§ WHAT YOU ARE ASKED TO DO
In every line of the material, swap "inflatable arch" for "inflatable archway" and keep everything else unchanged. Leave the pictures out of your answer.

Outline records

|---|

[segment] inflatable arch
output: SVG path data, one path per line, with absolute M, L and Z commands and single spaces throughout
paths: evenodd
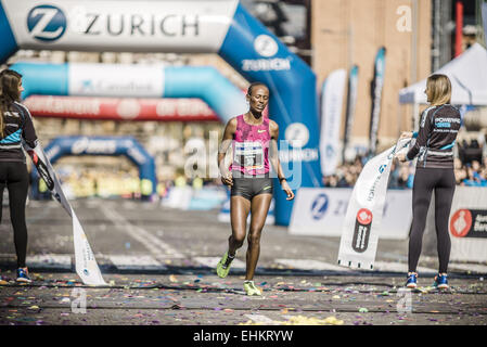
M 154 158 L 133 138 L 130 137 L 59 137 L 44 149 L 52 165 L 67 155 L 124 155 L 139 168 L 141 195 L 149 200 L 156 193 L 156 174 Z M 36 169 L 31 172 L 33 182 L 38 180 Z M 37 184 L 33 184 L 36 195 Z
M 218 53 L 269 86 L 270 117 L 291 144 L 280 143 L 280 155 L 292 188 L 321 185 L 316 76 L 239 0 L 0 0 L 0 63 L 18 49 Z M 293 204 L 280 189 L 275 197 L 277 223 L 286 226 Z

|---|

§ EXERCISE RESPONSE
[segment] inflatable archway
output: SVG path data, one path per line, with absolute M, L and Z commands and single spaces throughout
paths: evenodd
M 154 158 L 133 138 L 130 137 L 59 137 L 44 149 L 52 165 L 67 155 L 124 155 L 139 168 L 141 195 L 149 200 L 156 193 L 156 174 Z M 36 169 L 31 172 L 33 182 L 38 180 Z M 37 184 L 33 184 L 36 195 Z
M 218 53 L 269 86 L 270 117 L 291 144 L 280 143 L 280 155 L 292 188 L 321 185 L 316 76 L 239 0 L 0 0 L 0 63 L 18 49 Z M 293 204 L 280 189 L 275 197 L 277 223 L 286 226 Z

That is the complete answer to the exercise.